[Start of section]
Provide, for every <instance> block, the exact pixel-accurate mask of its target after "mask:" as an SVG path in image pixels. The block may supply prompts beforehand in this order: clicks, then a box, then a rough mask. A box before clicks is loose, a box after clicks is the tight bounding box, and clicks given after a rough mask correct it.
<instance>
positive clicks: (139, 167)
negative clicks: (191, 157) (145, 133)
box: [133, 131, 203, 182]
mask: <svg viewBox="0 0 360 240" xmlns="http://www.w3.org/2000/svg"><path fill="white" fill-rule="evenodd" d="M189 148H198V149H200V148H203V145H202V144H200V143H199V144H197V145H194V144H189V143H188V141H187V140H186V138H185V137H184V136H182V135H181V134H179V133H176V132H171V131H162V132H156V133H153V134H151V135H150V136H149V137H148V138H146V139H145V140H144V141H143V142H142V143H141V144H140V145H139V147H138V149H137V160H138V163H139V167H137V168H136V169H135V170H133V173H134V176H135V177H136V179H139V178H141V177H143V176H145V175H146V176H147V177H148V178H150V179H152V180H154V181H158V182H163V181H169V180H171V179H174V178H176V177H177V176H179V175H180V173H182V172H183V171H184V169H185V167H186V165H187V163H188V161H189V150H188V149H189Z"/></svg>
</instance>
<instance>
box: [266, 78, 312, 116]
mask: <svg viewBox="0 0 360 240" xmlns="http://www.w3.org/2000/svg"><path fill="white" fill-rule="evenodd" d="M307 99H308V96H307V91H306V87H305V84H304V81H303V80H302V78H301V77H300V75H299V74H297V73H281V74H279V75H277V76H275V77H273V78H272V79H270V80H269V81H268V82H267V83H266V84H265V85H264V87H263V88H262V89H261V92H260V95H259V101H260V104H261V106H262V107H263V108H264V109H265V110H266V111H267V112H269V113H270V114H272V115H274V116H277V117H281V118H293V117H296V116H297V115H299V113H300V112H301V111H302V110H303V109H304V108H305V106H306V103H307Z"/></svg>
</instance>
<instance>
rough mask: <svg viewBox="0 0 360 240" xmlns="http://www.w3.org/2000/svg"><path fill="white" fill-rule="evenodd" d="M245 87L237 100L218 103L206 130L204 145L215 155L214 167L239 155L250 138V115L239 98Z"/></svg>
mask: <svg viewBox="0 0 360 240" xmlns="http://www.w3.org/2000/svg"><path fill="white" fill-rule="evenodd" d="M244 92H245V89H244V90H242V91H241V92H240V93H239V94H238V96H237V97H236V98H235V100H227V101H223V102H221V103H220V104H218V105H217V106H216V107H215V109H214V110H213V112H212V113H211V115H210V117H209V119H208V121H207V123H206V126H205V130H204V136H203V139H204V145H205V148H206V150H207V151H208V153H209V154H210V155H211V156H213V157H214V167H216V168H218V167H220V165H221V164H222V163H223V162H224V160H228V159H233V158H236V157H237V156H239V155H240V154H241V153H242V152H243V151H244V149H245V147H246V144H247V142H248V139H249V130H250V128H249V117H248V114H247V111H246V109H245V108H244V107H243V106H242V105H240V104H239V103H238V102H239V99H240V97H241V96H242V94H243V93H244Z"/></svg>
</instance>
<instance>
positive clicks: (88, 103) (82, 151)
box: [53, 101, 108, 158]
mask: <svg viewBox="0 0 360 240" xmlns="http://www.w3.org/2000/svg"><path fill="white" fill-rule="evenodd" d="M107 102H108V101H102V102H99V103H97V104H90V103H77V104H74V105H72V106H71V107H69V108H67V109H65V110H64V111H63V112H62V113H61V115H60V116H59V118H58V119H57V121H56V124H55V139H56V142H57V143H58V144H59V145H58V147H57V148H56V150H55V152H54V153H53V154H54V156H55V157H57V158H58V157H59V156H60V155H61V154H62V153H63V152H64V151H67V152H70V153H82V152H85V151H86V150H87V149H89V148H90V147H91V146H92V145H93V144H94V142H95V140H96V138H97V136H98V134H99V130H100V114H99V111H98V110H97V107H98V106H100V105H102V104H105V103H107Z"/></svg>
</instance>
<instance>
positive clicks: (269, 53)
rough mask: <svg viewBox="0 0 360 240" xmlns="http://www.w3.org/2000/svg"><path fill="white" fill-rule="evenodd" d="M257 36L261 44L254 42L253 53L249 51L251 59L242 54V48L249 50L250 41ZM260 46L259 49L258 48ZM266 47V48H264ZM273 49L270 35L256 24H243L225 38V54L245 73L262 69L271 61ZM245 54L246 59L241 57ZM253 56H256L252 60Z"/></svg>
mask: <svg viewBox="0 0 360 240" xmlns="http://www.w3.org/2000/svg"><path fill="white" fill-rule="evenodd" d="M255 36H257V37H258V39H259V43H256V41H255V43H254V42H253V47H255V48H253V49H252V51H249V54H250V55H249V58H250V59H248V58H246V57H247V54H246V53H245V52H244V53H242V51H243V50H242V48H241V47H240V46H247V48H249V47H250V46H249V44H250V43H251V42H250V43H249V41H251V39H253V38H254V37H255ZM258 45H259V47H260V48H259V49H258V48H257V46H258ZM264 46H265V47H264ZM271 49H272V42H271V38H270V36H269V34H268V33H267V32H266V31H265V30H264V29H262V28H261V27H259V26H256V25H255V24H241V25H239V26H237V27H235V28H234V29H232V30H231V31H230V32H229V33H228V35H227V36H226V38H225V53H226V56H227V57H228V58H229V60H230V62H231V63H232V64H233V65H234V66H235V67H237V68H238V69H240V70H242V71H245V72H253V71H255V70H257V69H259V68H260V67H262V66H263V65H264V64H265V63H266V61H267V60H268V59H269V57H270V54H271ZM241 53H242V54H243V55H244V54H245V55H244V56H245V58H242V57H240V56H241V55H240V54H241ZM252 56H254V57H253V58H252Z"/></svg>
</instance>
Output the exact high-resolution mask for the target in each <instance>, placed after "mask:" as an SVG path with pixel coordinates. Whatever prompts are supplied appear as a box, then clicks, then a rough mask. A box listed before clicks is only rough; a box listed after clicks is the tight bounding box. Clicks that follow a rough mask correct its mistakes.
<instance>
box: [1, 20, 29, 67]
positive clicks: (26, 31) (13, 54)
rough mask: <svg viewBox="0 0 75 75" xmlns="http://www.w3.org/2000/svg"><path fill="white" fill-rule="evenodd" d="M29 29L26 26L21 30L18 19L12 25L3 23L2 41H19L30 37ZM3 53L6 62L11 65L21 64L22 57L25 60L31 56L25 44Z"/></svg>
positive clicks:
[End of section]
-- Exercise directions --
Look above for lines with the word "positive" and copy them all.

-- Exercise output --
positive clicks: (139, 167)
positive clicks: (88, 103) (82, 151)
positive clicks: (269, 53)
positive clicks: (26, 31) (13, 54)
positive clicks:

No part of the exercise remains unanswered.